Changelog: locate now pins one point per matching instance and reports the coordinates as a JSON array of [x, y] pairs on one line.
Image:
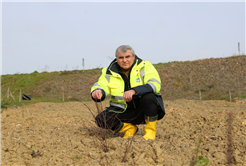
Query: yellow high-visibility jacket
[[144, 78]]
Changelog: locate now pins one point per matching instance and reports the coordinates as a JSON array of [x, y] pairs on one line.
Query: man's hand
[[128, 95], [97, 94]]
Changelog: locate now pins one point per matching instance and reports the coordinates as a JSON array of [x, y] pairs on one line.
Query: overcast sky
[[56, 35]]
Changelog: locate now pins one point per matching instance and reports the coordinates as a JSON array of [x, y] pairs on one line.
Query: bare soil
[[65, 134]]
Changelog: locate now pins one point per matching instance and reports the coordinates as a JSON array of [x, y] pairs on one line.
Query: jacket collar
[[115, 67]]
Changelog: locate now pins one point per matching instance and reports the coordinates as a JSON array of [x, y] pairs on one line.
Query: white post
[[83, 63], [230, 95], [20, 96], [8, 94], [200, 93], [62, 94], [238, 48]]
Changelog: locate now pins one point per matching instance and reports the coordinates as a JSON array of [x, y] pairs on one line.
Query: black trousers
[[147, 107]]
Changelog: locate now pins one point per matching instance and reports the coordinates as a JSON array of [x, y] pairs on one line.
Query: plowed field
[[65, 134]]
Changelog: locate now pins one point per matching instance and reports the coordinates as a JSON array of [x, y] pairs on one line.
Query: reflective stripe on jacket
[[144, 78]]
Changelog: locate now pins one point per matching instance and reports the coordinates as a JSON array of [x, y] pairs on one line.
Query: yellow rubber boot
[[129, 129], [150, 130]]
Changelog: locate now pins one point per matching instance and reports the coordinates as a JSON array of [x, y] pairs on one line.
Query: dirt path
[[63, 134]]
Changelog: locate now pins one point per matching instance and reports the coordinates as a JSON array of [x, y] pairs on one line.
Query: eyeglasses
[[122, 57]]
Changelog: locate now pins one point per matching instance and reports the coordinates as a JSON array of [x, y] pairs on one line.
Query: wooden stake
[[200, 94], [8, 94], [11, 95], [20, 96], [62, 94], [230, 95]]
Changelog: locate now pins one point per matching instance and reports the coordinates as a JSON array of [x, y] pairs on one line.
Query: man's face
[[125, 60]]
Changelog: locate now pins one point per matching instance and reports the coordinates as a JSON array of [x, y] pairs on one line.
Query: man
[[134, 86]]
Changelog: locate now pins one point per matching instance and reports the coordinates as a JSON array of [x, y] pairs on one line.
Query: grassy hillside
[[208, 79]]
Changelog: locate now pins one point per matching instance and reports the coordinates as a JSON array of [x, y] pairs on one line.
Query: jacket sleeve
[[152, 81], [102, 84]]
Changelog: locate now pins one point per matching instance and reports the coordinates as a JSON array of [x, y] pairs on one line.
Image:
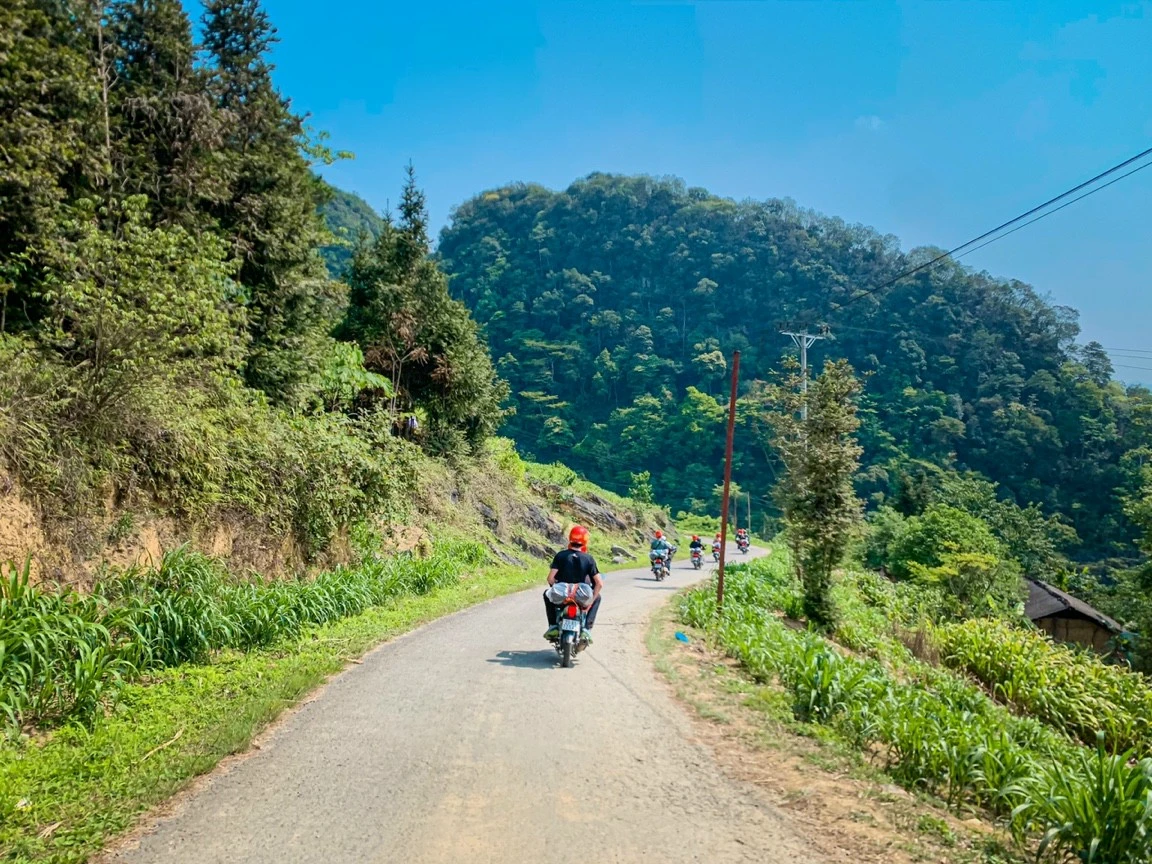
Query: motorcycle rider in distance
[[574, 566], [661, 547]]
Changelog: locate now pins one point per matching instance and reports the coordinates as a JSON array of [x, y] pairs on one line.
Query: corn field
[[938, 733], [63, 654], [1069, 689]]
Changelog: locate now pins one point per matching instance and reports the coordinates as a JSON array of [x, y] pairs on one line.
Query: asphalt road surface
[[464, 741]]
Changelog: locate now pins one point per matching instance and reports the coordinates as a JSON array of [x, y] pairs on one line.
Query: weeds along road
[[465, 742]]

==*==

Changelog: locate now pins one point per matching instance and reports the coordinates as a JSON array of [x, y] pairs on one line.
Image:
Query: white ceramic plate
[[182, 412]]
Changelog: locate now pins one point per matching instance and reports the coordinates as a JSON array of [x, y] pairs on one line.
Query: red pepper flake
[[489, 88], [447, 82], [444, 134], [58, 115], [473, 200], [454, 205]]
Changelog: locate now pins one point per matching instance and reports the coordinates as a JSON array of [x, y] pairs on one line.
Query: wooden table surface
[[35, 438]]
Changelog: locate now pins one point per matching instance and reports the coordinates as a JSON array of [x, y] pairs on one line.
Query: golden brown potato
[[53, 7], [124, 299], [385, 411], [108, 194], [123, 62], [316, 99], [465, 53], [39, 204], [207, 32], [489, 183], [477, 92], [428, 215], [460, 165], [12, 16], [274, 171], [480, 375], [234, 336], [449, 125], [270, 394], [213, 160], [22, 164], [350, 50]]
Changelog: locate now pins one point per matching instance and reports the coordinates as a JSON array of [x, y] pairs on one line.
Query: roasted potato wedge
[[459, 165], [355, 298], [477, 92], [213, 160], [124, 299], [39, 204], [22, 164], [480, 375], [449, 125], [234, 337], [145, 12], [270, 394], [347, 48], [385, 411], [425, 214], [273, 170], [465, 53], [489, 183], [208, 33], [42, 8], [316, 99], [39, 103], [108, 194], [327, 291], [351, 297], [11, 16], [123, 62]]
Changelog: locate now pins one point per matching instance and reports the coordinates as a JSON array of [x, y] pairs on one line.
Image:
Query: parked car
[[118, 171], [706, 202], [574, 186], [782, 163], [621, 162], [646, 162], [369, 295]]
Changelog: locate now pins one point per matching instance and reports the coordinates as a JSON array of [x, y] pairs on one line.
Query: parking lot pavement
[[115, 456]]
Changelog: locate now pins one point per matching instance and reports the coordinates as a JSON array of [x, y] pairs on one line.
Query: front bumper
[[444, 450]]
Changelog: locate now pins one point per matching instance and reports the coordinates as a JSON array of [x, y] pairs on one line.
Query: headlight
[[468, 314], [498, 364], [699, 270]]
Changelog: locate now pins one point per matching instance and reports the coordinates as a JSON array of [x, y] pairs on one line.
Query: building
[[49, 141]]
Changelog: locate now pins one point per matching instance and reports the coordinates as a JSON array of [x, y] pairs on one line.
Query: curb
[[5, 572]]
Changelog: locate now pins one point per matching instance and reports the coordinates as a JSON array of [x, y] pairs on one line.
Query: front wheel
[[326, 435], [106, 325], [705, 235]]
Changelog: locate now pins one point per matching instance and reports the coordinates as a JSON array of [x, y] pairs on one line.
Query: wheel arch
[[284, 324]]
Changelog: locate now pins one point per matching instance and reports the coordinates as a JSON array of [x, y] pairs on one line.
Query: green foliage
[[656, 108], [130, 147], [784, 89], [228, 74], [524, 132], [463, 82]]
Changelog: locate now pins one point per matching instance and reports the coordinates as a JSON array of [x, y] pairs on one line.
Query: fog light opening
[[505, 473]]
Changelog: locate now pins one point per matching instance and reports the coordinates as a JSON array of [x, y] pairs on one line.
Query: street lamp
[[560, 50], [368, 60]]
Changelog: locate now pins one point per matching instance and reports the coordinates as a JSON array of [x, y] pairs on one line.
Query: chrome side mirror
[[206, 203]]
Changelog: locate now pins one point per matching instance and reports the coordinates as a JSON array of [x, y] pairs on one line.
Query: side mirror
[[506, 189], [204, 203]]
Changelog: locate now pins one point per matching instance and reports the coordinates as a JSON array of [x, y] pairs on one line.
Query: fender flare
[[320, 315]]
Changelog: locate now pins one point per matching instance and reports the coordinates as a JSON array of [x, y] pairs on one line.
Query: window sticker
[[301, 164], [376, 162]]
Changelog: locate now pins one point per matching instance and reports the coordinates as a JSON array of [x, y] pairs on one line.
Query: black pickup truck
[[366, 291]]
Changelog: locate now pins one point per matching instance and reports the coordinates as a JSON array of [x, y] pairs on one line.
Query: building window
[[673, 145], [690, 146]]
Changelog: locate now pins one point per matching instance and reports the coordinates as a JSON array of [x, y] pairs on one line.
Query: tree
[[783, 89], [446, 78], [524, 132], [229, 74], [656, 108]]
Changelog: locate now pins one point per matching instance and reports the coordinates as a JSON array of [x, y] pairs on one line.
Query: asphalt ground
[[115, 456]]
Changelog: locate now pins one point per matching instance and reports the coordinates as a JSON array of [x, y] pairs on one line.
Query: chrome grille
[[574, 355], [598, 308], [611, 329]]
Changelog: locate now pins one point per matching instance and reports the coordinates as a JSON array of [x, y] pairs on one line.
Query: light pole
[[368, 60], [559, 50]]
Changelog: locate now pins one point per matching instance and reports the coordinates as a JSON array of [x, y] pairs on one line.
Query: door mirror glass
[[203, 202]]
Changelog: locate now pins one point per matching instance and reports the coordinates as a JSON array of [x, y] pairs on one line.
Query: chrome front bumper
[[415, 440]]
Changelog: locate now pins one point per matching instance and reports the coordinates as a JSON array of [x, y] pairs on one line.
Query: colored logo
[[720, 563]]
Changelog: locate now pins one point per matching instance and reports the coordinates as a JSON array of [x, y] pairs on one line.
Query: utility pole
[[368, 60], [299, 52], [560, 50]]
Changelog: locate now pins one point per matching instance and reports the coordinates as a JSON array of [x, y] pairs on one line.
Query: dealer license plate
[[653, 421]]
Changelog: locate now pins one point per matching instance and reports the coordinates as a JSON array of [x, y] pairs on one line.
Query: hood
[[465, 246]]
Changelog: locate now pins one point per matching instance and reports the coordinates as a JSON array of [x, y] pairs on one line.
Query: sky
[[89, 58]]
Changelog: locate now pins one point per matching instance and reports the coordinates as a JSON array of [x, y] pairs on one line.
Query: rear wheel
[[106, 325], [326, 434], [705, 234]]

==*==

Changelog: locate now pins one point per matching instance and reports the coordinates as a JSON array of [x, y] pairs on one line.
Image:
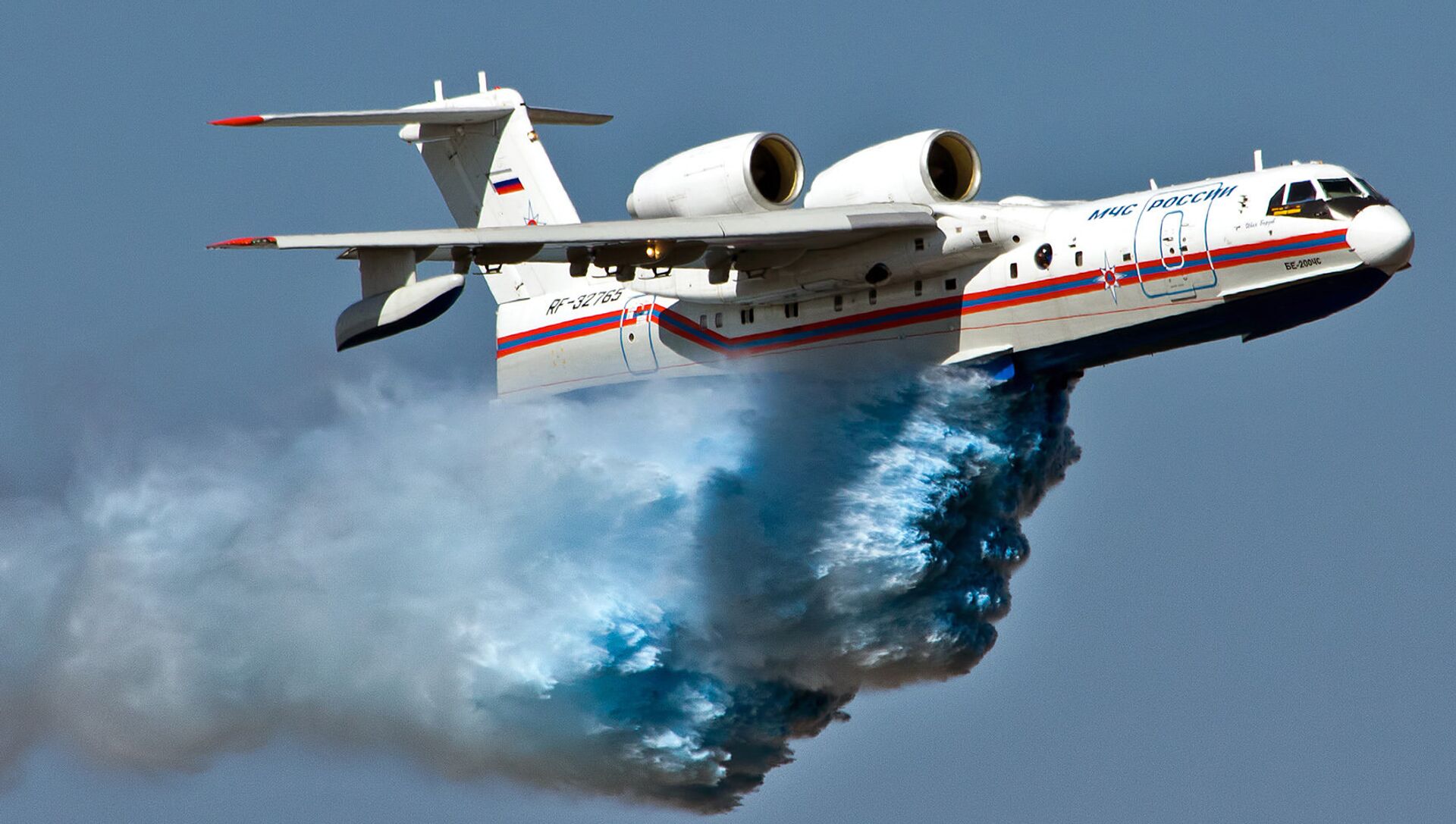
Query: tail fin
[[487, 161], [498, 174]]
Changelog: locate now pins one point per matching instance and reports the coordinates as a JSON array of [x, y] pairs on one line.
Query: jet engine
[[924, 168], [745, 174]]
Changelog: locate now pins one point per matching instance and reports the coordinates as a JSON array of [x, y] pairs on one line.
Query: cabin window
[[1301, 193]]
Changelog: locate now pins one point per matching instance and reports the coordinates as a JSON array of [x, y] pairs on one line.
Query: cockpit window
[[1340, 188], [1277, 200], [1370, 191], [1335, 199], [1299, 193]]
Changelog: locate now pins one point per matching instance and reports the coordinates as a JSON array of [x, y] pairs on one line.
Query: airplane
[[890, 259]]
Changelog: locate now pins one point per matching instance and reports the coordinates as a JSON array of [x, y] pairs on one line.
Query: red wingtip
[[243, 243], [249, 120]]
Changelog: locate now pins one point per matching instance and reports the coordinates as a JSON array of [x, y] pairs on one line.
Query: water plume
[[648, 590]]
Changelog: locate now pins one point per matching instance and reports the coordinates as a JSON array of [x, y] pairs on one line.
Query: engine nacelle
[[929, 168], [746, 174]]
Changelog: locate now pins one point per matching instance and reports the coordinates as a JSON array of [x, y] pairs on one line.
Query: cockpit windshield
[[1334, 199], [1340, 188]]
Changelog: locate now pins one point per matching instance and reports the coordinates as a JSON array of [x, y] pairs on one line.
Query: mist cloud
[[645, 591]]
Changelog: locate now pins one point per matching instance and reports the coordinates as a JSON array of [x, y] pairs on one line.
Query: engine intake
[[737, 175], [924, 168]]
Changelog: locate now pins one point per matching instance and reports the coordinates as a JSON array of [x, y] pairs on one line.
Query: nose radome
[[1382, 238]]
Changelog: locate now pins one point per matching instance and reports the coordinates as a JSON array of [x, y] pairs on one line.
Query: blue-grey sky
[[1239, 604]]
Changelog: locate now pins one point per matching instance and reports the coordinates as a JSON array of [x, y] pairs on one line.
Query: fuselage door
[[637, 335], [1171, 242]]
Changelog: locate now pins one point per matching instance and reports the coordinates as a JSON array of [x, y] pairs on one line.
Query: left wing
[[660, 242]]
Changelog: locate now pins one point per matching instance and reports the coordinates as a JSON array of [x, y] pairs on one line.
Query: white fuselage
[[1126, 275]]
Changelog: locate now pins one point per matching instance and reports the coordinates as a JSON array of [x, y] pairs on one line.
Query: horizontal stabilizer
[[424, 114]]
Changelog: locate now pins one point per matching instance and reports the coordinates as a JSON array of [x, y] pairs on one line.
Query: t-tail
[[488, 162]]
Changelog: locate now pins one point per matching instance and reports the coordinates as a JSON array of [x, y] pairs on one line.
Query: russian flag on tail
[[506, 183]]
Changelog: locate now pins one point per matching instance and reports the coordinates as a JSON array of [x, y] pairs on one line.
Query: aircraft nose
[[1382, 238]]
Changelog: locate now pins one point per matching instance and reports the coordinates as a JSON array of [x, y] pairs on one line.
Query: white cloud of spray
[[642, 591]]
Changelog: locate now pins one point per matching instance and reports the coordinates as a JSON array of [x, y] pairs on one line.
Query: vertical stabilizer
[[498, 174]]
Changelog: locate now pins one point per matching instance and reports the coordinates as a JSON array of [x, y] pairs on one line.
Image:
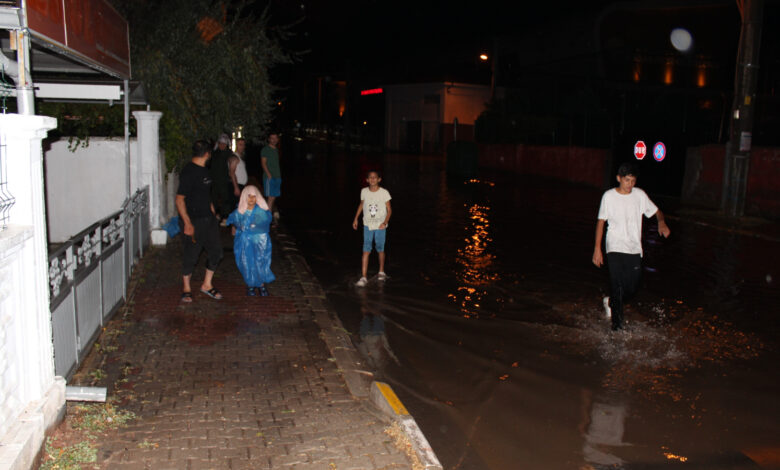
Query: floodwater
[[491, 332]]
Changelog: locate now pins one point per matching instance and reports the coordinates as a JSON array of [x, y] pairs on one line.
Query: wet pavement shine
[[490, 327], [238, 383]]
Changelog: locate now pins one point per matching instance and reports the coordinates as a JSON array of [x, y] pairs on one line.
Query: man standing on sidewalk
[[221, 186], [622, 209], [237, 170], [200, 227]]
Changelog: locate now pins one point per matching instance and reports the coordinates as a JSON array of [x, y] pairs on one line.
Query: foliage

==*==

▶ [WHAT THE EXERCISE ASKS]
Pick out every line in the items above that contains the word "bumper" and copy each one in full.

▶ [ANSWER]
Query: front bumper
Query: chrome front bumper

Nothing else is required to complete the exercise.